___ Excerpt

H3K4me1 was prominently enriched at the center of C5–C6 sites, marking the regions prior hormone exposure (Fig. 3A,B). There was little change to H3K4me1 after Dex treatment in the GRwt cells; however, the mark was decreased in GRtetra-expressing cells. Thus, the histone marks data agree with the receptor binding data in which C5–C6 sites are activated only in GRtetra cells. The H3K27ac is enriched at the center of C6 sites before hormone exposure (Fig. 3A,B); however, a similar presence is observed in the input sample (Supplemental Fig. S7A), suggesting that it is owing to higher nucleosome occupancy rather than more of the histone modification. Indeed, both C5 and C6 sites contain nucleosomes in 3134 cells before hormone treatment, mirroring the H3K4me1 data (Supplemental Fig. S3C, MNase). H3K4me1 is enriched significantly more than the input sample at the C6 sites (Supplemental Fig. S7B), suggesting that GRtetra can bind H3K4me1-marked binding sites.
To assess the role of H3K4me1 marking GRtetra-specific sites more closely, we compared H3K4me1 levels at other GR and GRE-containing binding sites. For this purpose, we downloaded all the available mouse GR ChIP-seq data sets from different cell types from the NCBI Gene Expression Omnibus (GEO). To call peaks from each data set, we used either available nontreated sample or input sample from the same data set or from the same laboratory (for details, see Supplemental Methods; Supplemental Table S3). We compared each data set to GRtetra binding data to differentiate GR peaks from each cell type that are not present in the GRtetra-expressing cells. We further filtered the GR peaks to only contain peaks that harbor GRE sequences. In addition, we created a control GRE data set consisting of 10 iterations of 1000 random GREs. All the data sets harbor GREs at the center of the site (Supplemental Fig. S7C). None of the GR binding sites in other cell types display enrichment of H3K4me1 in the GRtetra-expressing cells (Fig. 3C), including the random GREs (Supplemental Fig. S7B). This suggests that GRtetra is not targeted to random GR binding sites occupied in other cell types but to H3K4me1-marked sites.

______
___ Supplied information

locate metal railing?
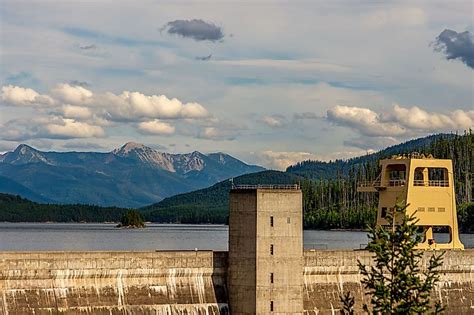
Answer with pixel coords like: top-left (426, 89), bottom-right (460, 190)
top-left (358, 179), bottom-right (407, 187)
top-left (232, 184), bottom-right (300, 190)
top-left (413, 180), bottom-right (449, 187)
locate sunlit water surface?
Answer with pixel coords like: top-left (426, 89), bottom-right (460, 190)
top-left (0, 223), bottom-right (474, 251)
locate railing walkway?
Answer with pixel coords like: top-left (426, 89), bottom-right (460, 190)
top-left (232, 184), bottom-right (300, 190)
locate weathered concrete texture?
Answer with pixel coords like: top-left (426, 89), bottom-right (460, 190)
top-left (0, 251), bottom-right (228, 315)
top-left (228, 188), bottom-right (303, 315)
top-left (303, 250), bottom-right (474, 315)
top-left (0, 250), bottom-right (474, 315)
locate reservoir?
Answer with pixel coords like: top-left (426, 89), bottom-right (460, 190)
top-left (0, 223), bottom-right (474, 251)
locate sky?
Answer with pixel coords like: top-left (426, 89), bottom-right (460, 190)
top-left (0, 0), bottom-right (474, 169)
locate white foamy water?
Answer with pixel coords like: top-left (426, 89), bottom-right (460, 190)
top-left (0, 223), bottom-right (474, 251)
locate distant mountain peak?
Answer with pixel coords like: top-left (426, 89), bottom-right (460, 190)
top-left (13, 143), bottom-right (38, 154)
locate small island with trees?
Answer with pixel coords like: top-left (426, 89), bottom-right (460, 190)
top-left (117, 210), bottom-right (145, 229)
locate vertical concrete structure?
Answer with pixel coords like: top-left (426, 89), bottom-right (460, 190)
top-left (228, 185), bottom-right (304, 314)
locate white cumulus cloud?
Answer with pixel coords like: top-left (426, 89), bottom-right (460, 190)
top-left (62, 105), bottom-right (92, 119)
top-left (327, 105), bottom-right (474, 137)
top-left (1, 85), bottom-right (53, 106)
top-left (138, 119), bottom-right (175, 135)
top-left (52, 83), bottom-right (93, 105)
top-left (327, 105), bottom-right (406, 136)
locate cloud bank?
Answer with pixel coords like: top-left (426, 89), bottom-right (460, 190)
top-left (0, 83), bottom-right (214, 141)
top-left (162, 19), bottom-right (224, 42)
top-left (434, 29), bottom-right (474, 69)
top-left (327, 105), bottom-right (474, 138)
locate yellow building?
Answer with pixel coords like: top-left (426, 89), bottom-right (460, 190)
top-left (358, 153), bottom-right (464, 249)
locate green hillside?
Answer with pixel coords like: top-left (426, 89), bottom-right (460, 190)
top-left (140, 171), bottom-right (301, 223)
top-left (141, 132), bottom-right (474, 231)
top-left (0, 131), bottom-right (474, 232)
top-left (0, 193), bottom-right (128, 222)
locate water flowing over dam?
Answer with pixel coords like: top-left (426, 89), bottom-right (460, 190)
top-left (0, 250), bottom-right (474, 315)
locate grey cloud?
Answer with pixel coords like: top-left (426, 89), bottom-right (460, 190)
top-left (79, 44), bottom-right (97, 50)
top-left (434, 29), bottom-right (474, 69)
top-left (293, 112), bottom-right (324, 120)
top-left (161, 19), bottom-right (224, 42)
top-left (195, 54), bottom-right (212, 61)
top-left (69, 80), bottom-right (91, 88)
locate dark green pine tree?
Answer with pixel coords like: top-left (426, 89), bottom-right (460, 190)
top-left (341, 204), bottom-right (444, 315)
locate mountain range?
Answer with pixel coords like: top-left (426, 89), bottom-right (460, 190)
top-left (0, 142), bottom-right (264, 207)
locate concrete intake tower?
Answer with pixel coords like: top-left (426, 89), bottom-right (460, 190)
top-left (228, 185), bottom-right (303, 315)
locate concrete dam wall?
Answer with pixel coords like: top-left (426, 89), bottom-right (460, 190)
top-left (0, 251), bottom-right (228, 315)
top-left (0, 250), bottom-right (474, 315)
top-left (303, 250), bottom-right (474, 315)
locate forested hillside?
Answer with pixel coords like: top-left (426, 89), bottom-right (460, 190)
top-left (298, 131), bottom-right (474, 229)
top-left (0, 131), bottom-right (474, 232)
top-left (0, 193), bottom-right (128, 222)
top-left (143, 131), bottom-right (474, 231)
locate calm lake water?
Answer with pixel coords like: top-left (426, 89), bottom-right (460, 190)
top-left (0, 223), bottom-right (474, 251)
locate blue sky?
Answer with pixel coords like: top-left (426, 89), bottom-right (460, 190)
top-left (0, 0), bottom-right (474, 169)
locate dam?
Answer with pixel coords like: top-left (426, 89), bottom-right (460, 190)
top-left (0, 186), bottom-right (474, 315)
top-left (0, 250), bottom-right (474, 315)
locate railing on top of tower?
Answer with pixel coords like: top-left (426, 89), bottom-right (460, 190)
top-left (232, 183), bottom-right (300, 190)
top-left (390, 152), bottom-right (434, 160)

______

Exercises to complete:
**a.** Answer these questions from the excerpt on H3K4me1 and GRtetra binding:
(i) In which cells did H3K4me1 decrease after Dex treatment?
(ii) Where were the mouse GR ChIP-seq data sets downloaded from?
(iii) What did the control GRE data set consist of?
**b.** Can you continue the excerpt on H3K4me1 and GRtetra binding from its last sentence?
The entries are separate from the text on H3K4me1 and GRtetra binding.

Expected results:
**a.**
(i) GRtetra-expressing cells
(ii) The NCBI Gene Expression Omnibus (GEO)
(iii) 10 iterations of 1000 random GREs

**b.**
Tetrameric GR mutant transcends tissue-specific barriers
As stated above, GR binding is highly tissue specific, with little overlapping between cell types (Grbesa and Hakim 2017). We hypothesize that GRtetra new sites might be normally occupied by GR in other cell tissues; thus, we used previously published mouse GR ChIP-seq data sets from different cell types to assess the overlap between the new GRtetra binding sites and these other GR data sets (see Supplemental Methods). The heat map in Figure 4A was sorted based on the tag density of the other cell line data with GRtetra-absent sites on the top part and GRtetra binding sites on the bottom part of the heat map (Supplemental Fig. S7D, cartoon guide). Different degrees of overlap can be observed at the GRtetra binding sites between different GR data sets (Fig. 4A, bottom part of the heat map). Of the GRtetra unique sites (C6), 66% (1198/1808 sites) overlap in at least one of the seven GR ChIP-seq cell line data sets (Fig. 4B), with GREs being the most significant motif (Supplemental Fig. S8A–G). As an example, 32% (584/1808) of GRtetra unique sites overlapped with GR data in the liver (C7) (Fig. 4C,D), with GRE being the most common motif (Fig. 4E). In addition to GREs, the thyroid hormone receptor beta (THRB) motif was also present at the shared C7 sites. Because THRB is an important transcription factor in the liver (Goldstein and Hager 2015), it suggests the GR sites where GRtetra binds can be functionally relevant.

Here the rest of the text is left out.